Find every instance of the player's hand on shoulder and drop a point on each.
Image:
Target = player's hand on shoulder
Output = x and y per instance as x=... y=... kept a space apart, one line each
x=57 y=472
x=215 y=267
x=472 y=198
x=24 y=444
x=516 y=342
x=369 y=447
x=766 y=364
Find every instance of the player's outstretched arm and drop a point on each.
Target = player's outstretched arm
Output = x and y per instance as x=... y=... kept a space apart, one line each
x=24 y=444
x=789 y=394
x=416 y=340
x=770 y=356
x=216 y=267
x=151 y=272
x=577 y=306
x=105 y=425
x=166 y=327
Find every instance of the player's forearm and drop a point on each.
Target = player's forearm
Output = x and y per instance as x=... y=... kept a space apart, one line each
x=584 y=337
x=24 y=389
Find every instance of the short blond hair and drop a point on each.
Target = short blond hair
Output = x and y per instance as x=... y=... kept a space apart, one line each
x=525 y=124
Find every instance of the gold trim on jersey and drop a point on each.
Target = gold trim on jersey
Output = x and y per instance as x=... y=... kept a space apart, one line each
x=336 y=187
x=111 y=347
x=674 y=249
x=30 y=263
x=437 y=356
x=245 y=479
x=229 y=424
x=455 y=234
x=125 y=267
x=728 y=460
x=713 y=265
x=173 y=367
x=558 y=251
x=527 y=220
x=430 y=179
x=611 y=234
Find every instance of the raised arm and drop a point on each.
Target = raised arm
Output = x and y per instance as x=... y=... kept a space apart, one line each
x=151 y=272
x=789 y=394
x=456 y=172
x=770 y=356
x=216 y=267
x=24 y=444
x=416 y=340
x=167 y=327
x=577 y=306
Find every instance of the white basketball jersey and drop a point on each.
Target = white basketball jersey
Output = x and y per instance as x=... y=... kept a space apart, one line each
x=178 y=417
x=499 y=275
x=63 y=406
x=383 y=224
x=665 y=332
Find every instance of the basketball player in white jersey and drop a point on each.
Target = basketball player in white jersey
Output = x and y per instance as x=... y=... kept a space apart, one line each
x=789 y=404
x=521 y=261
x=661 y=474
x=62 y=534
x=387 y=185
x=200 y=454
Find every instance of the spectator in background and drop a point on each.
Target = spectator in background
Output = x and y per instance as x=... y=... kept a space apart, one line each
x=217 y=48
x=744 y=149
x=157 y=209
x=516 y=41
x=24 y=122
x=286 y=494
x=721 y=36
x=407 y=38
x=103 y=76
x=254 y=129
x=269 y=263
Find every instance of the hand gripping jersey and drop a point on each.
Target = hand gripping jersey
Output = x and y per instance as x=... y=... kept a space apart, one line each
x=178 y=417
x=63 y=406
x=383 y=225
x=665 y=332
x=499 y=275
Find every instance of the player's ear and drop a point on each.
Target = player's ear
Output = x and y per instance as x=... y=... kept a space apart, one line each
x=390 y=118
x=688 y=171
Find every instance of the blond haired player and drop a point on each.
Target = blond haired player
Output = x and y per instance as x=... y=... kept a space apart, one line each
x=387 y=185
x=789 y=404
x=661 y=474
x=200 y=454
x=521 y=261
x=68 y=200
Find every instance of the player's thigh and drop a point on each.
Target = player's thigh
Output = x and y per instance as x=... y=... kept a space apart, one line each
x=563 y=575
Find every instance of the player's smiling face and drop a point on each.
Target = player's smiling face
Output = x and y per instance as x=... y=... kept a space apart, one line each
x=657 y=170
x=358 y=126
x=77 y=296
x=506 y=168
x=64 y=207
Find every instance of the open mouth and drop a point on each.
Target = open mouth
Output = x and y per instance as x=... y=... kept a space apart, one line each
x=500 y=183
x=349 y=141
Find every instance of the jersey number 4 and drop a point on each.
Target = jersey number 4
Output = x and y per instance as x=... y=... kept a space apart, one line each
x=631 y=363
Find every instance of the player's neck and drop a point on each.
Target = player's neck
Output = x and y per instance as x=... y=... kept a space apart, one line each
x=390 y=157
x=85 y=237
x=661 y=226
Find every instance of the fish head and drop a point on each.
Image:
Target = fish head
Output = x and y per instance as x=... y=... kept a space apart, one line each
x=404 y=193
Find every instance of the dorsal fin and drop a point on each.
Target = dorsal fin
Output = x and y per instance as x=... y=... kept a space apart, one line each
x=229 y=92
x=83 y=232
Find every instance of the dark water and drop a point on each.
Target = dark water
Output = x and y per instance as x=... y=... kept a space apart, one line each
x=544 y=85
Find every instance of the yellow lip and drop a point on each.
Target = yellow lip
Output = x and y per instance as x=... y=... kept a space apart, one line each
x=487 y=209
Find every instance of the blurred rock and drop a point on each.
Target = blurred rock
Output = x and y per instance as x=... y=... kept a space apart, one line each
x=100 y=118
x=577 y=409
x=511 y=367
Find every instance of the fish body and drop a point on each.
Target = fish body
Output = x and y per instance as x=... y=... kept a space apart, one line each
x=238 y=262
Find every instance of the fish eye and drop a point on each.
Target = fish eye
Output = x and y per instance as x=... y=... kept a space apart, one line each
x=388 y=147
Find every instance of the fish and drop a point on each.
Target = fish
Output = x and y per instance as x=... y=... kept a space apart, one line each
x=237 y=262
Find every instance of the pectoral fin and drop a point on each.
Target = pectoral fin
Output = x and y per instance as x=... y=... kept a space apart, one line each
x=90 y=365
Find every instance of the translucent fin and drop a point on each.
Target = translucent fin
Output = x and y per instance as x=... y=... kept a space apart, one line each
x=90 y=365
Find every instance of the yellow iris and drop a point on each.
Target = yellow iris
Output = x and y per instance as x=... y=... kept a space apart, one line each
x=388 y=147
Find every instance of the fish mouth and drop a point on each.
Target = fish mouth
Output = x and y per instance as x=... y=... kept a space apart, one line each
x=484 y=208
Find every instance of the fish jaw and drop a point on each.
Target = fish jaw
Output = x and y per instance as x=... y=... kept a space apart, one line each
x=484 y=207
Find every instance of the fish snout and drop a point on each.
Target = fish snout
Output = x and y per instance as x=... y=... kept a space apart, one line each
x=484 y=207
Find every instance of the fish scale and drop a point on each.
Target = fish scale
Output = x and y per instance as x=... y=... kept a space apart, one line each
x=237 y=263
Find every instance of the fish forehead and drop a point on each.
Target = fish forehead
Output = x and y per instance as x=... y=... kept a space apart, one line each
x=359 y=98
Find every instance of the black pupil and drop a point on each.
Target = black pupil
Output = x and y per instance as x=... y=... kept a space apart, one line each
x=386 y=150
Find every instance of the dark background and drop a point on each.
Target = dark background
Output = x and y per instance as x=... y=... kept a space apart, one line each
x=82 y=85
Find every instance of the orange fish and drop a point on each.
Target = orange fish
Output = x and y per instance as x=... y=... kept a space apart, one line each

________________

### [Work task]
Locate all lines in the listing above with the word "neck". Copy them.

### [Answer to the exercise]
Find every instance of the player's neck and drop a point on each.
Target = player's neck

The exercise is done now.